Short task →
Recast the rows below as a Markdown table with the columns Number and Line, starting with the first line and going on through the line that contains "[[568, 257], [79, 261], [320, 245]]". Number each line and leave out any blank lines.

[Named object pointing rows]
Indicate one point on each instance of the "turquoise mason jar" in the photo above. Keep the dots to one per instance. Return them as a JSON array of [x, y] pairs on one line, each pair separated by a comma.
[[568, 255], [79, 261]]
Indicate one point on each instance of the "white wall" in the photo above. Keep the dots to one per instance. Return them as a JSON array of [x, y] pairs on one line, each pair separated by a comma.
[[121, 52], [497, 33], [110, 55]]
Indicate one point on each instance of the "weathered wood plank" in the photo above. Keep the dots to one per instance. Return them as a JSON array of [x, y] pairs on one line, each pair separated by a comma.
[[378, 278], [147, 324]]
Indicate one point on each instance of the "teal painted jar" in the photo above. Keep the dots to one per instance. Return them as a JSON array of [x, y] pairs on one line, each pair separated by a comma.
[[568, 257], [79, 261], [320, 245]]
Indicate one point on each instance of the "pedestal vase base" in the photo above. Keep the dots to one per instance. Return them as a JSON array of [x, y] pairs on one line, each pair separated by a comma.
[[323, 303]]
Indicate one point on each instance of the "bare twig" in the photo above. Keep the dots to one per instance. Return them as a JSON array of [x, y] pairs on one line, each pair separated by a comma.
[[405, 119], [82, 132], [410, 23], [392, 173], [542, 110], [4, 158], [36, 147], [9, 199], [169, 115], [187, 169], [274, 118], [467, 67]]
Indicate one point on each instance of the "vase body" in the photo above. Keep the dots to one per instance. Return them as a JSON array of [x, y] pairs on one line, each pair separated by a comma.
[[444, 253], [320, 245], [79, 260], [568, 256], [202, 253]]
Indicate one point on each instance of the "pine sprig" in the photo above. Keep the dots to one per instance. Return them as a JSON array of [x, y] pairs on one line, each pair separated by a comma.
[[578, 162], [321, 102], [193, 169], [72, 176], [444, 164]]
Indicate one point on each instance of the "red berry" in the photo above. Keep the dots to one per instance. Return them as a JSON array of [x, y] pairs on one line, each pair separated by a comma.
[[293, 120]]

Answer to the problem →
| Number | Line |
|---|---|
| 1 | Indicate one point on each instance of the "turquoise mason jar" in the photo above. Keep the dots to one per instance. Return them as a JSON array of [x, y] pairs on one line, each pair separated by a comma. |
| 2 | [[568, 255], [79, 261]] |
| 3 | Indicate one point on each instance of the "white wall" in the photo above. Keep the dots to one per instance. Return them as a JSON array of [x, y] pairs on one line, each pair separated by a comma. |
| 4 | [[121, 52], [497, 33], [110, 55]] |
| 5 | Indicate one point on each instance of the "weathered wood plank" in the photo above. Keep the dots to one per instance. Return them as a JSON array of [x, y] pairs on one line, each pair separated by a comma. |
| 6 | [[378, 278], [147, 324]] |
| 7 | Indicate one point on each instance of the "teal painted jar" in the photo above. Keep the dots to one per instance. Return them as a JSON array of [x, y] pairs on one line, each pair separated by a comma. |
| 8 | [[568, 257], [79, 261], [320, 245]] |